*** Opening Recorded data ***

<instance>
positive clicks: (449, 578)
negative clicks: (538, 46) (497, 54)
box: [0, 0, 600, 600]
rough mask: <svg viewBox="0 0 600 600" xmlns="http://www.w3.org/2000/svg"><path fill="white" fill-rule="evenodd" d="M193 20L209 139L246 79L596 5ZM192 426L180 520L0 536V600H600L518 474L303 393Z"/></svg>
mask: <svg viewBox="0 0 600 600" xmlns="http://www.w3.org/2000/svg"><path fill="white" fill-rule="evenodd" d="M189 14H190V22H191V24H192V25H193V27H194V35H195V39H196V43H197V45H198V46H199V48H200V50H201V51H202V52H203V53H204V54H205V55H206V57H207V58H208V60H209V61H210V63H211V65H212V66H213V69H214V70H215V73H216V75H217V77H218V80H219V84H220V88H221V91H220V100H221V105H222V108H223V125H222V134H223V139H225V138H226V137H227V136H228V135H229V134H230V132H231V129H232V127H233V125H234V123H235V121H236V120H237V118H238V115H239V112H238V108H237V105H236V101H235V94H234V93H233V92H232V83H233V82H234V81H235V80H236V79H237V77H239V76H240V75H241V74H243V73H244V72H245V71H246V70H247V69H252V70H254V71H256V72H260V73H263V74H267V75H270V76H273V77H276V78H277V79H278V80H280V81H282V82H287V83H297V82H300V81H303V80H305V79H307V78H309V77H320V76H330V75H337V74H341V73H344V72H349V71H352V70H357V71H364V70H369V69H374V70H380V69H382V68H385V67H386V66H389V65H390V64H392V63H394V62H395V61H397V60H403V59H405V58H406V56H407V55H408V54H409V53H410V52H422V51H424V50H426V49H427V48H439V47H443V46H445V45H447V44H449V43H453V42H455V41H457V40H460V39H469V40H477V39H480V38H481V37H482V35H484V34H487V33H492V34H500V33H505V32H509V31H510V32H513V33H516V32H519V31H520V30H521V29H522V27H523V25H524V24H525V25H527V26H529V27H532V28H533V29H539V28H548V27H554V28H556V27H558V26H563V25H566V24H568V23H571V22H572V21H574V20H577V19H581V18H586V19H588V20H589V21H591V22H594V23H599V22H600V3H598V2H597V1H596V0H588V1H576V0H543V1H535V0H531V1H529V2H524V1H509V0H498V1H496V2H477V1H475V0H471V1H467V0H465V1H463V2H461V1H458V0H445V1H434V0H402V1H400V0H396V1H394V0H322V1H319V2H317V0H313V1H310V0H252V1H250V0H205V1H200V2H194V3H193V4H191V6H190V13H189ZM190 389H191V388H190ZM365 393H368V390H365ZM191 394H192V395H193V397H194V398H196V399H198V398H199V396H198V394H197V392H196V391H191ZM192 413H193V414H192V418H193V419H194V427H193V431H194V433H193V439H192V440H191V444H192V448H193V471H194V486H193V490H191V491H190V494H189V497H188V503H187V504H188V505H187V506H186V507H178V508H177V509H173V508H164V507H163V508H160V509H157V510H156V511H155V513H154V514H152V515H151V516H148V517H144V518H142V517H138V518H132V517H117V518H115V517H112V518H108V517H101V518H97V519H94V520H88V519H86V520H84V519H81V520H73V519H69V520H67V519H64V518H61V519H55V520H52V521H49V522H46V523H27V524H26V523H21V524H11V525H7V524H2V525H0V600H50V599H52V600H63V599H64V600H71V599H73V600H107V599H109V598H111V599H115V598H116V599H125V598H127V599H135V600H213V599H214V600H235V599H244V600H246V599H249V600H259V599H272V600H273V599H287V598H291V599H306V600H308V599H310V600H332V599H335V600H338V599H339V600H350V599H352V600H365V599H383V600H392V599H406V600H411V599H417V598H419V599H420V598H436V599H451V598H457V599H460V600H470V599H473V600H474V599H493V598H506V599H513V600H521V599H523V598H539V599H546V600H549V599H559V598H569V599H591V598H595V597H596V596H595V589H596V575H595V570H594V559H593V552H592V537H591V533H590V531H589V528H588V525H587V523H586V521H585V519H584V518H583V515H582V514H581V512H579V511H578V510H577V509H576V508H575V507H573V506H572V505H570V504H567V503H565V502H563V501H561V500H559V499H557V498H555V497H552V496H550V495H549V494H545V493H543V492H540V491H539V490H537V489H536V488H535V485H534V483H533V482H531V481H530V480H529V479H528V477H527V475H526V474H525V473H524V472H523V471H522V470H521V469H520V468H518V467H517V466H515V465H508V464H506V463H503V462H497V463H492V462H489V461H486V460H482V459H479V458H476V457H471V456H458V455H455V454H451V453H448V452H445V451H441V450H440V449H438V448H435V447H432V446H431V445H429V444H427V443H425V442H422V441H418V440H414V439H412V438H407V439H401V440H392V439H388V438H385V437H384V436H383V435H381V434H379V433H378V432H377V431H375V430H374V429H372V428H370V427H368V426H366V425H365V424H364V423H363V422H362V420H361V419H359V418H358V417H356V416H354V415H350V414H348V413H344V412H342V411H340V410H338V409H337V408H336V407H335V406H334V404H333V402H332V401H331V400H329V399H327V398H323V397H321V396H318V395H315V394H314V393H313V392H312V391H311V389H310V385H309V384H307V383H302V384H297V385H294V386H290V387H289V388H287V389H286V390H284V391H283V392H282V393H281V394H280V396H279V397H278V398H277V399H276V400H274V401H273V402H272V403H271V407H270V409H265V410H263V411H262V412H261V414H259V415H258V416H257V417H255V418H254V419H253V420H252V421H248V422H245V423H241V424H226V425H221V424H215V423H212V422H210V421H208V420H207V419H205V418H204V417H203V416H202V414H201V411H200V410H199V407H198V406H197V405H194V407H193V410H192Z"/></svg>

*** Closing Recorded data ***

# Directions for this task:
Among the entries above, copy exactly only the lines starting with the one containing "positive clicks: (449, 578)" and going through the one containing "box: [0, 0, 600, 600]", both ends included.

# Expected output:
positive clicks: (449, 578)
negative clicks: (538, 46) (497, 54)
box: [0, 0, 600, 600]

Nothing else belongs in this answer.